* **MATERIAL FOR THIS EXERCISE**:
━━━━━━━━━━━━━━━━━━━━━━━━━━━━━━
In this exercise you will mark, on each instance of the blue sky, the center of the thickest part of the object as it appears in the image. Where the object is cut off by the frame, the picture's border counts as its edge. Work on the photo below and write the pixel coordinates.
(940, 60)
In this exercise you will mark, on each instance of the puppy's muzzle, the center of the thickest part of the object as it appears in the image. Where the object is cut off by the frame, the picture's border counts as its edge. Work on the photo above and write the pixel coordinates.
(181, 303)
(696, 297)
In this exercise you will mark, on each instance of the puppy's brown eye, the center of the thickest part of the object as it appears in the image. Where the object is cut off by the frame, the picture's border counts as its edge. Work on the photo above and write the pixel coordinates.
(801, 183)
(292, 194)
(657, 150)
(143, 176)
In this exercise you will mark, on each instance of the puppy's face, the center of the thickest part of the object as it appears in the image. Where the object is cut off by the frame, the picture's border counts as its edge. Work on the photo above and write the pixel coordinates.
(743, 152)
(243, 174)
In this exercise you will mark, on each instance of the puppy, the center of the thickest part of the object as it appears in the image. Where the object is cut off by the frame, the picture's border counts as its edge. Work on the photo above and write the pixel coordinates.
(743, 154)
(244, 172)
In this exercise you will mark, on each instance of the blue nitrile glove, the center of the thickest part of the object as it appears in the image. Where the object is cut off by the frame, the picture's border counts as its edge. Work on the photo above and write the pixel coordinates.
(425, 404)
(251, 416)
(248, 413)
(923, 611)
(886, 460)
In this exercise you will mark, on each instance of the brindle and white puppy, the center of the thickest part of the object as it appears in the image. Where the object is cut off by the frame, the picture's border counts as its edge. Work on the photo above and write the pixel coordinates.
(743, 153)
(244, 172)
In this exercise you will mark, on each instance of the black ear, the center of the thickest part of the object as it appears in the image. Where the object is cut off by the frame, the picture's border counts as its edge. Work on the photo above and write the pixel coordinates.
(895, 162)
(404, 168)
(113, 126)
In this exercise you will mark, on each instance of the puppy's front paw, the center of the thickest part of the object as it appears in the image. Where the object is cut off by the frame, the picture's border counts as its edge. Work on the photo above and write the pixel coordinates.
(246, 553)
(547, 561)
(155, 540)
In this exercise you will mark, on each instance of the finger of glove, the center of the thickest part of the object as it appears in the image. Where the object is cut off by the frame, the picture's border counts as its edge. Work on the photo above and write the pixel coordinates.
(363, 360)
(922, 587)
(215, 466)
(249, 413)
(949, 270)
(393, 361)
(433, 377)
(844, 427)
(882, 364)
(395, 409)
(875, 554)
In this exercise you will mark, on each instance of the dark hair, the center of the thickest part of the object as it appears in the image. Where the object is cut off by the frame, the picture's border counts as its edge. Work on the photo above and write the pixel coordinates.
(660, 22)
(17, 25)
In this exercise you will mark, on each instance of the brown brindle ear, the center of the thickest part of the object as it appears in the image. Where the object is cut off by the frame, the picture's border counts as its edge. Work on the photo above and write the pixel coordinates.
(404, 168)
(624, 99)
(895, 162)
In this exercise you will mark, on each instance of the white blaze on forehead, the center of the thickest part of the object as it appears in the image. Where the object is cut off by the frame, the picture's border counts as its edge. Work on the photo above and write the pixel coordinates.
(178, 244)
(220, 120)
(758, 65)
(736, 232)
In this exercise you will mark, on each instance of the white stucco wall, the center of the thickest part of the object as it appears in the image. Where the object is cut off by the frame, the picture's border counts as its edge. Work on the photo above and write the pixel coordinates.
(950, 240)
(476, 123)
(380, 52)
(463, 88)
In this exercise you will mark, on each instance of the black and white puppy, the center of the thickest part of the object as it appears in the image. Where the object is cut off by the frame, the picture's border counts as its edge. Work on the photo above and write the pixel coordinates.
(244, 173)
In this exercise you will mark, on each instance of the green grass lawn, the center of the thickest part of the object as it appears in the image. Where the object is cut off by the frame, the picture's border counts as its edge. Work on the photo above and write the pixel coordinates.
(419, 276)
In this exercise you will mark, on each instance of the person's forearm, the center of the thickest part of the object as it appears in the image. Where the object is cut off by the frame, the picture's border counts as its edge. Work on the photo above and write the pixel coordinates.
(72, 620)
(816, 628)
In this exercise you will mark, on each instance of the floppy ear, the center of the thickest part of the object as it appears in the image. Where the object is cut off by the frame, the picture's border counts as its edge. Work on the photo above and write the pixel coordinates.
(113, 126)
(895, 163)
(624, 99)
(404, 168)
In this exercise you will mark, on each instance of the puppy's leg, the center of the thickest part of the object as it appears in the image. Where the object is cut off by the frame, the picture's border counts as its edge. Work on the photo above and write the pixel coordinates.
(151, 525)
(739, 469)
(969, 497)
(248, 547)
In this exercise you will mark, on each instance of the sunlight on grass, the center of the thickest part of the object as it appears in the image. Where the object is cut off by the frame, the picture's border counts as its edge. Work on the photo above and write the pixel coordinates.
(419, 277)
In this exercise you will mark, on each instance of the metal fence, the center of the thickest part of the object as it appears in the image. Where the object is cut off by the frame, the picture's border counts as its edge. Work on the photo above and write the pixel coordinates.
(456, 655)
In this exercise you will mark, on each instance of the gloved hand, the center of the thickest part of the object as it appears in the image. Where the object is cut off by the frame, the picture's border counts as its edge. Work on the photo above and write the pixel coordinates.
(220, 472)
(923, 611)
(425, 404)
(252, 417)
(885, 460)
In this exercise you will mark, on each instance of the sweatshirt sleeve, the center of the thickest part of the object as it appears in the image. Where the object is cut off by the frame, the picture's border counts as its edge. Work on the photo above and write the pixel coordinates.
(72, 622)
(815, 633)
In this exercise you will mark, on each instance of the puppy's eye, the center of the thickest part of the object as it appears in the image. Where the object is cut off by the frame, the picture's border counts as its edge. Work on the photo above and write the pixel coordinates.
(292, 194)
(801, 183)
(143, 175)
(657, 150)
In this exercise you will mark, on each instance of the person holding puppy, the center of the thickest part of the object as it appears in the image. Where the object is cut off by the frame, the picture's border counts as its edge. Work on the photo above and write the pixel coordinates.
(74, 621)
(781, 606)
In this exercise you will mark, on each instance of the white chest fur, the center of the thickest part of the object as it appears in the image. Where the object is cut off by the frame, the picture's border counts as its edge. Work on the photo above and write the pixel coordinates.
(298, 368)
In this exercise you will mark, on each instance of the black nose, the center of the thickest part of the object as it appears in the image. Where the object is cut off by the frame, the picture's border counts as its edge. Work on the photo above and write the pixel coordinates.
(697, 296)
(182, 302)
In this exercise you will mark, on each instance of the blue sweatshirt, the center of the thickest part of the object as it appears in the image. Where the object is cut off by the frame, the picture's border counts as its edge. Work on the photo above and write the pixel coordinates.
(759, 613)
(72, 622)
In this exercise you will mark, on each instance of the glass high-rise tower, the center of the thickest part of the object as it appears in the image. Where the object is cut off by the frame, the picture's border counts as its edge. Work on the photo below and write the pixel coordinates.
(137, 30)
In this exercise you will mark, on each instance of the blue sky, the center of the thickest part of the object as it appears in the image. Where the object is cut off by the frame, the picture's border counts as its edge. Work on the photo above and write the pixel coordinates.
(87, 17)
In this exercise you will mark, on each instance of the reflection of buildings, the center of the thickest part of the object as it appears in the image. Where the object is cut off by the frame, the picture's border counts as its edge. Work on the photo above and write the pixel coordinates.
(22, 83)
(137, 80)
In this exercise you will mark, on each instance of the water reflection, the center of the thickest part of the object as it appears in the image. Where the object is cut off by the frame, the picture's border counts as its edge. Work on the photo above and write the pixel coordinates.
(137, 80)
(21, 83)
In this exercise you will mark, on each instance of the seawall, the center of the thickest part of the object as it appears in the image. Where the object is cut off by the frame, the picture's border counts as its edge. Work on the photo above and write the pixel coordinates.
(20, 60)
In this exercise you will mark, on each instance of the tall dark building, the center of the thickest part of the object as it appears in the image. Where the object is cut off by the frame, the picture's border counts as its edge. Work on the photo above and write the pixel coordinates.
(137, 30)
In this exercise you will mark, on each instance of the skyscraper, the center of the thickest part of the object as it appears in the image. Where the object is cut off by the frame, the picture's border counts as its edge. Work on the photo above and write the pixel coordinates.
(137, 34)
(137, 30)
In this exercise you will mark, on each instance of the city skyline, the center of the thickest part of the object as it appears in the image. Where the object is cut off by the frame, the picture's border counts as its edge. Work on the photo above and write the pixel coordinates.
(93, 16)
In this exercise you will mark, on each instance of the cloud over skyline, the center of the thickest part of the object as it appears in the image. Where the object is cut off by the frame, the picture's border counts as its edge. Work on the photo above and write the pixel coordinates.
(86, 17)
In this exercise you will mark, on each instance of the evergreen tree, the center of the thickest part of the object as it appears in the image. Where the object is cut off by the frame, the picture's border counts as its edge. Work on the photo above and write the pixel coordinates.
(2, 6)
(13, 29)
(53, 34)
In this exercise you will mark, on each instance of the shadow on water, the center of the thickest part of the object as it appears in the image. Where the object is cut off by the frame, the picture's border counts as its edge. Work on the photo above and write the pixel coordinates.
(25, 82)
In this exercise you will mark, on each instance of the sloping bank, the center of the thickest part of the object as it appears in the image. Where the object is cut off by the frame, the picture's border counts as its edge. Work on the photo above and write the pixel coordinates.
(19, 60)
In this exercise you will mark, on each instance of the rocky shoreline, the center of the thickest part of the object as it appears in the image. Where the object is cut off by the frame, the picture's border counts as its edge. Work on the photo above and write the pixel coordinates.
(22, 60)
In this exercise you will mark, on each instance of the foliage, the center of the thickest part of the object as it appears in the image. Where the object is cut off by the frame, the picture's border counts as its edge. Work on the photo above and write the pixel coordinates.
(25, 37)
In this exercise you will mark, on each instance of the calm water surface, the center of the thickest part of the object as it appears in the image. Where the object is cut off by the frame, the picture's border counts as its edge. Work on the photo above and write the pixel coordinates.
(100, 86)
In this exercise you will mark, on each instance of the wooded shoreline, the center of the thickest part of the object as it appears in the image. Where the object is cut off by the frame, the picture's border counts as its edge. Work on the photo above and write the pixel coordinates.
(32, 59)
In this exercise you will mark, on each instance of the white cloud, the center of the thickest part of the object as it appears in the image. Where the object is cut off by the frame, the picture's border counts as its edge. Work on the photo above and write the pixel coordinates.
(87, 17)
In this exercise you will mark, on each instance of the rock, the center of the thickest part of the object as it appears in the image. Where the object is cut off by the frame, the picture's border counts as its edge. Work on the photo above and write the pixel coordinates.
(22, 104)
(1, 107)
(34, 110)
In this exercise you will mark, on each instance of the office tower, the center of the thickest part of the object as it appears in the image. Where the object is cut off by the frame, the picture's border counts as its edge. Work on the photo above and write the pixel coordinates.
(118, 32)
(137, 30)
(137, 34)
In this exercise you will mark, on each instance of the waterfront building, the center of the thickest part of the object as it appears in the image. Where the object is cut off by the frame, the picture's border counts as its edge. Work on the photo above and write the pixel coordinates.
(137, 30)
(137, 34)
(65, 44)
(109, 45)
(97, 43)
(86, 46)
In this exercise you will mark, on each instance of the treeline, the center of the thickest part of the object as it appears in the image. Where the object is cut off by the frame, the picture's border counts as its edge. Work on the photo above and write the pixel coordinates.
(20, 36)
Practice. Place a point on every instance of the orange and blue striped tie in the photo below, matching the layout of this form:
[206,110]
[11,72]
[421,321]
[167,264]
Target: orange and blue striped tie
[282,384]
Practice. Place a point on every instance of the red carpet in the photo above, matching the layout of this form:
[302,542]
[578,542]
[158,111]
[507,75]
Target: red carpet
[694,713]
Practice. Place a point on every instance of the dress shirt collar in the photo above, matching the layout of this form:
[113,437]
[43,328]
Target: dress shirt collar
━━━━━━━━━━━━━━━━━━━━━━━━━━━━━━
List each line of the records that holds the string "collar".

* **TASK RESPONSE**:
Practice. Place a point on every instance of the dress shirt collar in the photo above, matching the layout of this form:
Target: dress shirt collar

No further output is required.